Stored records:
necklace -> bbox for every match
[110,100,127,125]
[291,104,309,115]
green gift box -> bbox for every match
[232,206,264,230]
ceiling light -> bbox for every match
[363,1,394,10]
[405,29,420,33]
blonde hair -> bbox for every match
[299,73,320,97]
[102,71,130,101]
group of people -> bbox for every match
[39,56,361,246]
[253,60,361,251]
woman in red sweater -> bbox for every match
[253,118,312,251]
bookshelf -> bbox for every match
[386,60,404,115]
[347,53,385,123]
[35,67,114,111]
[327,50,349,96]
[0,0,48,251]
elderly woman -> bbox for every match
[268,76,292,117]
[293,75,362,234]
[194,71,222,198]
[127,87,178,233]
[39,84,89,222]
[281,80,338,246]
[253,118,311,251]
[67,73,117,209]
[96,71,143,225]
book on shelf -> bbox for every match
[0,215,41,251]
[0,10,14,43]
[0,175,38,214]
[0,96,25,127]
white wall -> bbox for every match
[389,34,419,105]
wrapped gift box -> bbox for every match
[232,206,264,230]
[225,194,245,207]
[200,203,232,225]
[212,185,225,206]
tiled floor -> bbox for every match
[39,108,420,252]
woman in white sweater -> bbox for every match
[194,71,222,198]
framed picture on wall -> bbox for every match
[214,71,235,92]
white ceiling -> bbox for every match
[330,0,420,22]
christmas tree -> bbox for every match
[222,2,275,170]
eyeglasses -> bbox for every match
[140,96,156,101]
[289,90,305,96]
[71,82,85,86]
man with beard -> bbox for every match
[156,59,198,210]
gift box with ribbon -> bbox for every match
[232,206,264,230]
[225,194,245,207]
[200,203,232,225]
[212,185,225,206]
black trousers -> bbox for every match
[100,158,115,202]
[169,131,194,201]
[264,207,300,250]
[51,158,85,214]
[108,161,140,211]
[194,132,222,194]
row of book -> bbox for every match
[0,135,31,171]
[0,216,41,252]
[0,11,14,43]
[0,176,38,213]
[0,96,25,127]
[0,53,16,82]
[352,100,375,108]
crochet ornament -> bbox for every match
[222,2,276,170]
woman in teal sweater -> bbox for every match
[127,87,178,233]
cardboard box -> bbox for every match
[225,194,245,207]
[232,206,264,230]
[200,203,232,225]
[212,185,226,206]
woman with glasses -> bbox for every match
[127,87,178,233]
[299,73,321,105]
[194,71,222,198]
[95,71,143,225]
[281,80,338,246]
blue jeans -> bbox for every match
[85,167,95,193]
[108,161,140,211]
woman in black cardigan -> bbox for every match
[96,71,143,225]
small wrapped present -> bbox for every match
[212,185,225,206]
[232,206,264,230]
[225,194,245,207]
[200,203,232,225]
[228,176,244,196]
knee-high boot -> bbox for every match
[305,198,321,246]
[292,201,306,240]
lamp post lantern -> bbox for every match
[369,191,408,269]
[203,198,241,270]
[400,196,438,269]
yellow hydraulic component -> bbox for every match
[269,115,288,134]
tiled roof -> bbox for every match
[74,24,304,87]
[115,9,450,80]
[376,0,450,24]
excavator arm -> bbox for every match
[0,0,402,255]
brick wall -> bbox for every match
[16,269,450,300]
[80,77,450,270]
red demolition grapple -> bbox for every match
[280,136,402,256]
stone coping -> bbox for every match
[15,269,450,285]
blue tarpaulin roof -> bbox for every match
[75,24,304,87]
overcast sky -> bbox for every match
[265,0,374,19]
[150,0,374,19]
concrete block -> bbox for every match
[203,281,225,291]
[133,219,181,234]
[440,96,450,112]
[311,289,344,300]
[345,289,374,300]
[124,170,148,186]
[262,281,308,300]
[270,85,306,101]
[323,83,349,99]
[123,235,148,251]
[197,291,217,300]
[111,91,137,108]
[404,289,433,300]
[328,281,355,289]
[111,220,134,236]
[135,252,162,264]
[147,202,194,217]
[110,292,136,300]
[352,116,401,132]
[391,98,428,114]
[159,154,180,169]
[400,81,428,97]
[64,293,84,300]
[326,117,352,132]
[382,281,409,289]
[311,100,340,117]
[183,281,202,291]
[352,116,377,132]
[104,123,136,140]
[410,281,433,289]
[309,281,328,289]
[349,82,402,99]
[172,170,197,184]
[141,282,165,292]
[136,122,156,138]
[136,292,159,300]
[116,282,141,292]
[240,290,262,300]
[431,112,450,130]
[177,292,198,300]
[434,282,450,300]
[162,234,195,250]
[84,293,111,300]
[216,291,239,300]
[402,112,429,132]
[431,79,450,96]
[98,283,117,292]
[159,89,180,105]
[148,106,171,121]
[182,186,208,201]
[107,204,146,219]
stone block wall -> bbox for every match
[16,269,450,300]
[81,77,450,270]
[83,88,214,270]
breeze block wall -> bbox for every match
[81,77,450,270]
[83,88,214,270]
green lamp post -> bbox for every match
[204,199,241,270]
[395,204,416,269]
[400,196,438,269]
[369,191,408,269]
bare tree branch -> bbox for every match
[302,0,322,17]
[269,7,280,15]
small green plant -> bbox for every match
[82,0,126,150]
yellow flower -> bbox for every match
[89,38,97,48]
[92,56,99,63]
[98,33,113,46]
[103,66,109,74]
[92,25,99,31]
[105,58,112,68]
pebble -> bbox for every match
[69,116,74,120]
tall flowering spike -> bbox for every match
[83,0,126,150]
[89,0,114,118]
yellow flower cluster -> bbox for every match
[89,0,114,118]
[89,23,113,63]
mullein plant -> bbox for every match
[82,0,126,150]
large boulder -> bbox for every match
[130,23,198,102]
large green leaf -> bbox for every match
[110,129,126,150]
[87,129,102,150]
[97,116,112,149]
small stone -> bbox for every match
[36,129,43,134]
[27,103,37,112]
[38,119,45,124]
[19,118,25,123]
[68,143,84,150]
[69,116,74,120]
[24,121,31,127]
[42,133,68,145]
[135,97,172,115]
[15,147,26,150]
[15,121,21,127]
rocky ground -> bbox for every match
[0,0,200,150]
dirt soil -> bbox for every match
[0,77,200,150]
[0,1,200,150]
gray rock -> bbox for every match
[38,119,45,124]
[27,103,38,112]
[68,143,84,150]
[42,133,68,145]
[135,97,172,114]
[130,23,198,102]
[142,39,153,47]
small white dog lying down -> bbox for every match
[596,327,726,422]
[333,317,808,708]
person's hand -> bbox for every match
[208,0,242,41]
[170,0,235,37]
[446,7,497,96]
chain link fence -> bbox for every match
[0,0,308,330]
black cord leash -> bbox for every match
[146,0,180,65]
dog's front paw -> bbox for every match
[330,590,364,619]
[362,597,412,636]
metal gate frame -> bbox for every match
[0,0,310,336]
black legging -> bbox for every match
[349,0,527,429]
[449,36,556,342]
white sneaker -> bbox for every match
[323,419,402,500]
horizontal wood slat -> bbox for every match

What the task asks:
Render all of the rows above as a Markdown table, leaving out blank lines, with one column named "No." for the row number and one named "Line" for the line itself.

The response:
| No. | Line |
|---|---|
| 1 | necklace -> bbox for every match |
| 2 | [110,100,127,125] |
| 3 | [291,104,309,115] |
| 4 | green gift box -> bbox for every match |
| 5 | [232,206,264,230] |
| 6 | ceiling light -> bbox for every match |
| 7 | [363,1,394,10] |
| 8 | [405,29,420,33] |
| 9 | blonde hair -> bbox for every match |
| 10 | [299,73,320,97] |
| 11 | [102,71,130,101] |
| 12 | group of people -> bbox for every match |
| 13 | [39,56,361,246] |
| 14 | [253,60,361,251] |
| 15 | woman in red sweater -> bbox for every match |
| 16 | [253,118,312,251] |
| 17 | bookshelf -> bbox for every match |
| 18 | [386,60,404,115] |
| 19 | [347,53,385,123] |
| 20 | [35,67,114,111] |
| 21 | [327,50,349,96] |
| 22 | [0,0,48,251] |
| 23 | elderly woman -> bbox for every match |
| 24 | [268,76,292,117] |
| 25 | [293,75,362,234] |
| 26 | [194,71,222,198] |
| 27 | [127,87,178,233] |
| 28 | [39,84,89,222] |
| 29 | [281,80,338,246] |
| 30 | [253,118,311,251] |
| 31 | [67,73,117,209] |
| 32 | [96,71,143,225] |
| 33 | book on shelf -> bbox for every match |
| 34 | [0,215,41,251] |
| 35 | [0,10,14,43] |
| 36 | [0,175,38,214] |
| 37 | [0,96,25,127] |
| 38 | white wall -> bbox for every match |
| 39 | [389,34,419,105] |
| 40 | wrapped gift box -> bbox for every match |
| 41 | [232,206,264,230] |
| 42 | [225,194,245,207] |
| 43 | [200,203,232,225] |
| 44 | [212,185,225,206] |
| 45 | tiled floor -> bbox for every match |
| 46 | [39,108,420,252] |
| 47 | woman in white sweater -> bbox for every match |
| 48 | [194,71,222,198] |
| 49 | framed picture on wall -> bbox for every match |
| 50 | [214,71,235,92] |
| 51 | white ceiling -> bbox for every match |
| 52 | [330,0,420,22] |
| 53 | christmas tree -> bbox for every match |
| 54 | [222,2,275,170] |
| 55 | eyeglasses -> bbox for every match |
| 56 | [140,96,156,101] |
| 57 | [289,90,305,96] |
| 58 | [71,82,85,86] |
| 59 | man with beard -> bbox for every match |
| 60 | [156,59,198,210] |
| 61 | gift box with ribbon -> bbox for every match |
| 62 | [232,206,264,230] |
| 63 | [225,194,245,207] |
| 64 | [200,203,232,225] |
| 65 | [212,185,225,206] |
| 66 | black trousers -> bbox for every match |
| 67 | [100,158,115,202] |
| 68 | [169,131,194,201] |
| 69 | [264,207,300,250] |
| 70 | [51,158,85,214] |
| 71 | [108,161,140,211] |
| 72 | [194,132,222,194] |
| 73 | row of book -> bbox for every match |
| 74 | [0,135,31,171] |
| 75 | [0,216,41,252] |
| 76 | [0,11,14,43] |
| 77 | [0,176,38,213] |
| 78 | [0,96,25,127] |
| 79 | [0,53,16,82] |
| 80 | [352,100,375,108] |
| 81 | crochet ornament -> bbox for every match |
| 82 | [222,2,276,170] |
| 83 | woman in teal sweater -> bbox for every match |
| 84 | [127,87,178,233] |
| 85 | cardboard box -> bbox for every match |
| 86 | [225,194,245,207] |
| 87 | [232,206,264,230] |
| 88 | [200,203,232,225] |
| 89 | [212,185,226,206] |
| 90 | woman with glasses -> bbox for every match |
| 91 | [127,87,178,233] |
| 92 | [299,73,321,105] |
| 93 | [194,71,222,198] |
| 94 | [95,71,143,225] |
| 95 | [281,80,338,246] |
| 96 | blue jeans -> bbox for every match |
| 97 | [85,167,95,193] |
| 98 | [108,161,140,211] |
| 99 | woman in black cardigan -> bbox for every match |
| 100 | [96,71,143,225] |
| 101 | small wrapped present -> bbox for every match |
| 102 | [212,185,225,206] |
| 103 | [232,206,264,230] |
| 104 | [225,194,245,207] |
| 105 | [200,203,232,225] |
| 106 | [228,176,244,196] |
| 107 | knee-high boot -> bbox for every match |
| 108 | [305,198,321,246] |
| 109 | [292,201,306,240] |
| 110 | lamp post lantern -> bbox for every match |
| 111 | [369,191,408,269] |
| 112 | [203,198,241,270] |
| 113 | [400,196,438,269] |
| 114 | yellow hydraulic component -> bbox for every match |
| 115 | [269,115,288,134] |
| 116 | tiled roof -> bbox for every match |
| 117 | [74,24,304,87] |
| 118 | [115,9,450,80] |
| 119 | [376,0,450,24] |
| 120 | excavator arm -> bbox for every match |
| 121 | [0,0,402,255] |
| 122 | brick wall -> bbox for every match |
| 123 | [16,269,450,300] |
| 124 | [80,77,450,270] |
| 125 | red demolition grapple -> bbox for every match |
| 126 | [280,136,402,256] |
| 127 | stone coping -> bbox for every match |
| 128 | [15,269,450,285] |
| 129 | blue tarpaulin roof -> bbox for every match |
| 130 | [75,24,304,87] |
| 131 | overcast sky -> bbox for every match |
| 132 | [265,0,374,19] |
| 133 | [150,0,374,19] |
| 134 | concrete block -> bbox for every match |
| 135 | [203,281,225,291] |
| 136 | [133,219,181,234] |
| 137 | [440,96,450,112] |
| 138 | [311,289,344,300] |
| 139 | [345,289,374,300] |
| 140 | [124,170,148,186] |
| 141 | [262,281,308,300] |
| 142 | [270,85,306,101] |
| 143 | [323,83,349,99] |
| 144 | [123,235,148,251] |
| 145 | [197,291,217,300] |
| 146 | [111,91,137,108] |
| 147 | [404,289,433,300] |
| 148 | [328,281,355,289] |
| 149 | [111,220,134,236] |
| 150 | [135,252,162,264] |
| 151 | [147,202,194,217] |
| 152 | [110,292,136,300] |
| 153 | [352,116,401,132] |
| 154 | [391,98,428,114] |
| 155 | [159,154,180,169] |
| 156 | [400,81,428,97] |
| 157 | [64,293,84,300] |
| 158 | [326,117,352,132] |
| 159 | [382,281,409,289] |
| 160 | [311,100,340,117] |
| 161 | [183,281,202,291] |
| 162 | [352,116,377,132] |
| 163 | [104,123,136,140] |
| 164 | [410,281,433,289] |
| 165 | [309,281,328,289] |
| 166 | [349,82,402,99] |
| 167 | [172,170,197,184] |
| 168 | [141,282,165,292] |
| 169 | [136,122,156,138] |
| 170 | [136,292,159,300] |
| 171 | [116,282,141,292] |
| 172 | [240,290,262,300] |
| 173 | [431,112,450,130] |
| 174 | [177,292,198,300] |
| 175 | [434,282,450,300] |
| 176 | [162,234,195,250] |
| 177 | [84,293,111,300] |
| 178 | [216,291,239,300] |
| 179 | [402,112,429,132] |
| 180 | [431,79,450,96] |
| 181 | [98,283,117,292] |
| 182 | [159,89,180,105] |
| 183 | [148,106,171,121] |
| 184 | [182,186,208,201] |
| 185 | [107,204,146,219] |
| 186 | stone block wall -> bbox for every match |
| 187 | [16,269,450,300] |
| 188 | [81,77,450,270] |
| 189 | [83,88,214,270] |
| 190 | breeze block wall -> bbox for every match |
| 191 | [81,77,450,270] |
| 192 | [83,88,214,270] |
| 193 | green lamp post -> bbox for every match |
| 194 | [204,199,241,270] |
| 195 | [395,204,416,269] |
| 196 | [400,196,438,269] |
| 197 | [369,191,408,269] |
| 198 | bare tree branch -> bbox for every match |
| 199 | [302,0,322,17] |
| 200 | [269,7,280,15] |
| 201 | small green plant -> bbox for every match |
| 202 | [82,0,126,150] |
| 203 | yellow flower -> bbox for every match |
| 204 | [89,38,97,48] |
| 205 | [92,56,99,63] |
| 206 | [98,33,113,46] |
| 207 | [103,66,109,74] |
| 208 | [92,25,99,31] |
| 209 | [105,58,112,68] |
| 210 | pebble -> bbox for every match |
| 211 | [69,116,74,120] |
| 212 | tall flowering spike -> bbox for every match |
| 213 | [83,0,126,150] |
| 214 | [89,0,114,118] |
| 215 | yellow flower cluster -> bbox for every match |
| 216 | [89,0,114,118] |
| 217 | [89,23,113,63] |
| 218 | mullein plant -> bbox for every match |
| 219 | [82,0,126,150] |
| 220 | large boulder -> bbox for every match |
| 221 | [130,23,198,102] |
| 222 | large green leaf -> bbox for every match |
| 223 | [110,129,126,150] |
| 224 | [87,129,102,150] |
| 225 | [97,116,112,149] |
| 226 | small stone -> bbox for every match |
| 227 | [36,129,43,134] |
| 228 | [27,103,37,112] |
| 229 | [38,119,45,124] |
| 230 | [19,118,25,123] |
| 231 | [68,143,84,150] |
| 232 | [69,116,74,120] |
| 233 | [24,121,31,127] |
| 234 | [42,133,68,145] |
| 235 | [135,97,172,115] |
| 236 | [15,147,26,150] |
| 237 | [15,121,21,127] |
| 238 | rocky ground -> bbox for every match |
| 239 | [0,0,200,150] |
| 240 | dirt soil -> bbox for every match |
| 241 | [0,77,200,150] |
| 242 | [0,1,200,150] |
| 243 | gray rock -> bbox for every match |
| 244 | [38,119,45,124] |
| 245 | [27,103,38,112] |
| 246 | [68,143,84,150] |
| 247 | [42,133,68,145] |
| 248 | [135,97,172,114] |
| 249 | [130,23,198,102] |
| 250 | [142,39,153,47] |
| 251 | small white dog lying down -> bbox for every match |
| 252 | [596,327,726,422] |
| 253 | [333,317,808,708] |
| 254 | person's hand -> bbox for every match |
| 255 | [208,0,242,41] |
| 256 | [170,0,235,37] |
| 257 | [446,7,497,96] |
| 258 | chain link fence -> bbox for every match |
| 259 | [0,0,308,330] |
| 260 | black cord leash -> bbox for every match |
| 261 | [146,0,180,65] |
| 262 | dog's front paw -> bbox for every match |
| 263 | [330,590,364,619] |
| 264 | [362,597,412,636] |
| 265 | metal gate frame -> bbox for every match |
| 266 | [0,0,310,336] |
| 267 | black legging -> bbox for every match |
| 268 | [349,0,527,429] |
| 269 | [449,36,556,342] |
| 270 | white sneaker -> bbox for every match |
| 271 | [323,419,402,500] |
| 272 | horizontal wood slat -> bbox for every match |